## TASKS AND EXERCISES
1. In the financial glossary excerpt, which basic terms must be specified to describe a currency option?
2. Extend the financial glossary excerpt past its final entry with further terms in the same style.

Cross Barrier Options
A previous section discussed barrier options where the barriers were based on the same underlying asset class or currency. It also possible to structure barrier options when the barrier is linked to the price of an asset in another market. For example, it may be advantageous for an Australian investor with futures on the Nikkei to buy an AUD Call / JPY Put option with a knock-out barrier where the out barrier is set as a level of the Nikkei Index. It may be the case that at that level of the Nikkei index the investor no longer needs the option. The degree of correlation between the AUD/JPY exchange rate and the Nikkei Index will influence the price of the option.
Cum Interest
- securities traded "cum interest" carry the right to the next interest payment.
Currency Immunised Options
These are options on a given asset which are denominated in another currency. An example would include an option on the SPI Index in the US which has a payoff denominated in AUD. An Australian buyer of such an option would therefore be able to buy an option over the SPI but have the payoff converted back to AUD at a fixed rate, removing any additional exposure to the AUD-USD exchange rate.
Currency Linked Note
This is a deposit note with an embedded currency option which alters the potential return profile of the note. Usually an investor will forgo a portion of interest in return for the potential to increase the total return achieved on the note (should there be a positive payoff from the imbedded option). Essentially the investor is using part of the present value of their interest flow to purchase a currency option. In some cases the investor is prepared to pay away the entire present value of the interest flow in premium to achieve the potential to achieve a relatively higher return on the note. The greater the option payoff the higher the total return of the note. It is possible to embed any type of option(s) in a note, depending upon the investor's desired risk/reward trade-off and preferred payoff profile.
Currency Options
A currency option is a legally binding contract which gives the buyer the right, but not the obligation, to buy or sell a fixed amount of currency in exchange for another currency at a specified exchange rate on or before a fixed date in the future in return for payment of a premium. Options can be likened to insurance and in some cases are referred to as currency insurance. The basic terms which need to be specified to describe a currency option are: strike price, expiry date, put/call, face value, currency pair.

D
Deep Discount Bonds
Those bonds, sold at a large (deep) discount from face value, pay low cash coupons . They are beneficial for investors keen to fix their return over the life of the bond. An investor buys deep discount bonds at substantially less than face value and receives the capital gain on the investment when the bonds mature. There is no tax benefit attached for investors because tax has to be paid on interest as it is accrued rather than received. Zero coupon bonds are the ultimate example of deep discount bonds.
Default
Failure to do what was legally or morally required, often referring to the failure to pay a debt that has fallen due. Since anything is better for a lender than not being paid at all, banks, which have advanced loans to organisations, or even countries, facing liquidity difficulties may avert default by reorganising the loans over a longer term.
Deferred Coupon
A bond that delays coupon (interest) payment for the first few years, by paying it in a lump sum at maturity. It is aimed at investors who want delayed cash flow and who also seek a lower tax bill in early years when their income might be higher than in later years.

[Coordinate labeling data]
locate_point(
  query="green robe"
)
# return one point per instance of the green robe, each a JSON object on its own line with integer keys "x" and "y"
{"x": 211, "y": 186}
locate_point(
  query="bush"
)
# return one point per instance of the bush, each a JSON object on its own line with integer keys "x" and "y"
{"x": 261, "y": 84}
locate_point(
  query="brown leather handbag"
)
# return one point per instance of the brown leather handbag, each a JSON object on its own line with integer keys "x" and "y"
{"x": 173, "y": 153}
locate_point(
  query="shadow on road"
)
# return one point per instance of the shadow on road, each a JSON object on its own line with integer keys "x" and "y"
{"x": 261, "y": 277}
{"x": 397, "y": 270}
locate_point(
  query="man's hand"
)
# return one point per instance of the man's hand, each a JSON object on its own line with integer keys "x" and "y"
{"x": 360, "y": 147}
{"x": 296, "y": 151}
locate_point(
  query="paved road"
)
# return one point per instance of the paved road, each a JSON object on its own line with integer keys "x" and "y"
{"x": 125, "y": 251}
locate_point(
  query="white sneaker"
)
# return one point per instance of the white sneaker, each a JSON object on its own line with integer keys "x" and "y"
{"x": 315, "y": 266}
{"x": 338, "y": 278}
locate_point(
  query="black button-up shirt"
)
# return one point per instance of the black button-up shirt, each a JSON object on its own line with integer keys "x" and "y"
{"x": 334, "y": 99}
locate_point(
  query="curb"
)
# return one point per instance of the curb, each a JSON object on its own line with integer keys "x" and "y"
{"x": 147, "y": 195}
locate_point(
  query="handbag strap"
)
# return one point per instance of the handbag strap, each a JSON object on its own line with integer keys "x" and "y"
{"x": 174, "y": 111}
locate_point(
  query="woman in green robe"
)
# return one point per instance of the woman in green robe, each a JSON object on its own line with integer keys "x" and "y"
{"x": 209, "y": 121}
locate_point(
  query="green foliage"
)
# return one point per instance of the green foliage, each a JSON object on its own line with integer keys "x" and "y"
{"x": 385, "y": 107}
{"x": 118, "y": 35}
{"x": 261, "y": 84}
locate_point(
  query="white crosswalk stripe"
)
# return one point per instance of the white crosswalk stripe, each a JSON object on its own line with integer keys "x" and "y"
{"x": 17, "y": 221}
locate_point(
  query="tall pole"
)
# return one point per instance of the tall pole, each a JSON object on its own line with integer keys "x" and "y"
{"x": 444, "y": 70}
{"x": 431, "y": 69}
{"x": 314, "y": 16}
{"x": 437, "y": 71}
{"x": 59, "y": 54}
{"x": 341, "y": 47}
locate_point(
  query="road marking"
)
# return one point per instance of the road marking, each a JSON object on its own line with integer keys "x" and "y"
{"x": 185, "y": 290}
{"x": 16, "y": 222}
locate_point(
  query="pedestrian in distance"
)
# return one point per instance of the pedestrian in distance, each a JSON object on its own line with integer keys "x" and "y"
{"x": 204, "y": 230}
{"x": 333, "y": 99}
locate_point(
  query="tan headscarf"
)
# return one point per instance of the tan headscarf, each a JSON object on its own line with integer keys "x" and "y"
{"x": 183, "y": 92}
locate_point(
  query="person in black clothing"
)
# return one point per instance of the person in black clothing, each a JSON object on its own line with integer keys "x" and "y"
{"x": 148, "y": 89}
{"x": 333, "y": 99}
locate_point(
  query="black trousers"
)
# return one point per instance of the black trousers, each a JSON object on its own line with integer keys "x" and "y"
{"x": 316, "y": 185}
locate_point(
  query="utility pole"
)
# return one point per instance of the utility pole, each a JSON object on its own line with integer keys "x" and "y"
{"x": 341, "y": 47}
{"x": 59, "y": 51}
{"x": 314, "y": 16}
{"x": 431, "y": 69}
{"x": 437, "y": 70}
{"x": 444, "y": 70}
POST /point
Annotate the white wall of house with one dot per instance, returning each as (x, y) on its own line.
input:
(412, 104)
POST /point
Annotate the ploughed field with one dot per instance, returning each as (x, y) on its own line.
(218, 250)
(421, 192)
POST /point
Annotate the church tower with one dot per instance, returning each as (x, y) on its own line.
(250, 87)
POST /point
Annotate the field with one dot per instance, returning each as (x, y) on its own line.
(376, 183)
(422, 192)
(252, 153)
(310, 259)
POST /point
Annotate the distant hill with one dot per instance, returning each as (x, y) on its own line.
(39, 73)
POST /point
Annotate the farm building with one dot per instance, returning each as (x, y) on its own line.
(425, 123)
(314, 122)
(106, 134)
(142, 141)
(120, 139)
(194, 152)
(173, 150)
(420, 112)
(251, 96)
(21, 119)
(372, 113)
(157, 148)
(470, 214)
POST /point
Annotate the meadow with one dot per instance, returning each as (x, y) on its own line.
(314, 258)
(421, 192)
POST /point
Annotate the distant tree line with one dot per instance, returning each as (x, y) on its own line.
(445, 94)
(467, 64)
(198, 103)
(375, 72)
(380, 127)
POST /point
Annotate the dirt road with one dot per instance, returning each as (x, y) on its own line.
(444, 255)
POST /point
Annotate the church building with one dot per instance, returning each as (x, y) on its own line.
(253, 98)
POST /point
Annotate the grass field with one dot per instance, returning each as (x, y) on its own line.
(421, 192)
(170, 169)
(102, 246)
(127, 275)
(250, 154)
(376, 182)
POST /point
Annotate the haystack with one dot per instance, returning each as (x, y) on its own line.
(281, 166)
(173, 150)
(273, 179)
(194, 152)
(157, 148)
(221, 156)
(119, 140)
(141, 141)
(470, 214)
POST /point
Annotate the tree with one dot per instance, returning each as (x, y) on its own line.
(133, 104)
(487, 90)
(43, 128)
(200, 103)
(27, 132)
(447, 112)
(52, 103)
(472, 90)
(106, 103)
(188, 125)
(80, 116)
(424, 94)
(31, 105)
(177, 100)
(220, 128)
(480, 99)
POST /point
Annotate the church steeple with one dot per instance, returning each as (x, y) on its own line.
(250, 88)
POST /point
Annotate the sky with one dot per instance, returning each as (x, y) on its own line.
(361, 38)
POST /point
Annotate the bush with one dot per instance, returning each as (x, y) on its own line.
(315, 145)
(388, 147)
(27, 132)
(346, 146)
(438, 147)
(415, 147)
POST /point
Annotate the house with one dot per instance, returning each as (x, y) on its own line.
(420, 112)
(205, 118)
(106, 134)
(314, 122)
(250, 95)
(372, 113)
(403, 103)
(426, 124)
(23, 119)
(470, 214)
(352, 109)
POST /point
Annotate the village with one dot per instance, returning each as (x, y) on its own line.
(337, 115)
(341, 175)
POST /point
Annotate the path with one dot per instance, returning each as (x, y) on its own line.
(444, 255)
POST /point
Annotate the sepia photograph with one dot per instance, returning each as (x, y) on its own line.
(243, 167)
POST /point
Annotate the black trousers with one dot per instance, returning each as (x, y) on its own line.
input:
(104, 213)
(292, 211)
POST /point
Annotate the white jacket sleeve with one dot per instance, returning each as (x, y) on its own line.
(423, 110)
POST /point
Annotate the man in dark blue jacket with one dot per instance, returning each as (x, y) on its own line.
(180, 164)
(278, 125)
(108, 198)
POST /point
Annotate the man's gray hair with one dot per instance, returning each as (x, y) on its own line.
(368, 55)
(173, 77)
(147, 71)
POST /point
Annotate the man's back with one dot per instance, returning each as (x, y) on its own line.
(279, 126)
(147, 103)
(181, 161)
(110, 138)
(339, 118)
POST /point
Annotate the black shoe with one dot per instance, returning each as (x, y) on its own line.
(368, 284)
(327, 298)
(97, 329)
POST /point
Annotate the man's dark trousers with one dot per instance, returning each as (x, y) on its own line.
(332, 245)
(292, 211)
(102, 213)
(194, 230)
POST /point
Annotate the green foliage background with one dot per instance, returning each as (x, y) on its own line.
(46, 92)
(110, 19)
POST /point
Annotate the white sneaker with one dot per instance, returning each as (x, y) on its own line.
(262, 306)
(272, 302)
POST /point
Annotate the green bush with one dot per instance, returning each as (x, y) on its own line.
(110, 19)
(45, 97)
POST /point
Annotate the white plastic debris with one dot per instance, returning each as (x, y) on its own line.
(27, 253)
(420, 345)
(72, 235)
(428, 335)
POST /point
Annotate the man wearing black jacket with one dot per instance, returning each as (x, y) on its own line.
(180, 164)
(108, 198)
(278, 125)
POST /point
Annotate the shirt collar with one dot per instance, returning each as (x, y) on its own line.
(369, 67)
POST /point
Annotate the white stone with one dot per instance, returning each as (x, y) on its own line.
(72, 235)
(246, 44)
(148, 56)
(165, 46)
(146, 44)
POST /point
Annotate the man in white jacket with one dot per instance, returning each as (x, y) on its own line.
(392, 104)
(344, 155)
==
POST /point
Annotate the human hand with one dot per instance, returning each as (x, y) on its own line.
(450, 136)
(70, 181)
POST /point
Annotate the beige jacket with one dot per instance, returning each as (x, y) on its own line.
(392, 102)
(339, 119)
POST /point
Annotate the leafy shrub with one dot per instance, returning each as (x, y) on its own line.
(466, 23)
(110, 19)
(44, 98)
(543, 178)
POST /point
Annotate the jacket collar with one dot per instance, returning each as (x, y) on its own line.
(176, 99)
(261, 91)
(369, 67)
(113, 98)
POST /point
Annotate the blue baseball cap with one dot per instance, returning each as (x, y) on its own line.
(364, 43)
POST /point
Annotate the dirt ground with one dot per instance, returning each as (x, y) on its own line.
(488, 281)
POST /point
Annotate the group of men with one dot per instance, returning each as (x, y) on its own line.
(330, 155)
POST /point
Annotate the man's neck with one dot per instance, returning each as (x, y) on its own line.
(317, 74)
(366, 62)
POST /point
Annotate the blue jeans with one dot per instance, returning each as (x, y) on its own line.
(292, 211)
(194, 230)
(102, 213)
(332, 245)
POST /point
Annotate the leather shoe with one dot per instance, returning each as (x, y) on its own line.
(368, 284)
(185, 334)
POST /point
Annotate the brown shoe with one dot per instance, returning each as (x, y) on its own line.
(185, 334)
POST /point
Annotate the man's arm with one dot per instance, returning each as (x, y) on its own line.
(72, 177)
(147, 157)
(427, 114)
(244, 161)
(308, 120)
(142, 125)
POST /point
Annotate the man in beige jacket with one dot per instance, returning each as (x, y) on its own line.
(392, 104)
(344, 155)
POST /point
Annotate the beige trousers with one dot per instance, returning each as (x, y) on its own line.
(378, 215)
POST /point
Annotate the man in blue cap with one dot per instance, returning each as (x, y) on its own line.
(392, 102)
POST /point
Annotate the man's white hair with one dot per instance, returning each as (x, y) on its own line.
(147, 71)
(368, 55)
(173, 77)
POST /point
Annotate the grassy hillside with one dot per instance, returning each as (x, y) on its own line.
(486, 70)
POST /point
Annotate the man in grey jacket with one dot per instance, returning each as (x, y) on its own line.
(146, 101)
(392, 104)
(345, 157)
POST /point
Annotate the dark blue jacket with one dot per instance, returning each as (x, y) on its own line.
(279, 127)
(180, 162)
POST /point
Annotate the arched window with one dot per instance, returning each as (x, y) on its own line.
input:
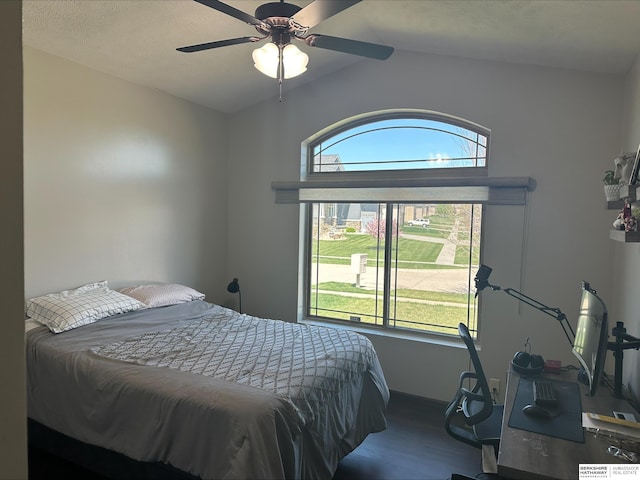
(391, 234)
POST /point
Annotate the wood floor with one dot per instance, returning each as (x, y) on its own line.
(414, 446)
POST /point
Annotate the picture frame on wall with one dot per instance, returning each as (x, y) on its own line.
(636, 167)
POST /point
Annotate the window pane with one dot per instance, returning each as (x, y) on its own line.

## OUTPUTS IN ORDER
1. Strike price, expiry date, put/call, face value, and currency pair.

2.
Delta Turnaround
Delta turnaround refers to the amount of delta (currency) that needs to be unwound for a particular barrier/digital option if the spot rate reaches the option's barrier/trigger rate. For example, a knock-out option will have a particular delta at the time of inception, and while it is a "live" option. However, if the spot rate breaches the knock-out level the option immediately expires worthless, the delta drops to zero and the delta hedge is no longer required. Any spot hedge held against this option will therefore need to be unwound. A second example can be seen using a reverse knock-in option. As the spot approaches the knock-in level the delta will be increasing, to say 600, (6 times the option face value). However, when the spot hits the barrier level the option knocks-in to become an in-the-money vanilla option. The maximum delta a vanilla option can have is 100. The trader, if fully hedged close to the barrier, would therefore have to unwind 5 times the face value of the option to now be delta neutral.
Derivatives
Instruments such as futures, options and swaps are based on underlying cash assets and, in part, derive their value from those assets. In practice, derivatives often drive the underlying market and the volume traded in certain futures and options contacts can outstrip that seen in the underlying cash market. Derivatives can be traded on an investment exchange or over the counter.
Diffusion Process
Diffusion refers to the process used in the Black-Scholes model describing the process by which the spot rate moves from one level to another. The spot rate under this process is assumed to move from one level to another on a continuous basis. The consequence of this assumption is that the terminal distribution of rates is lognormal.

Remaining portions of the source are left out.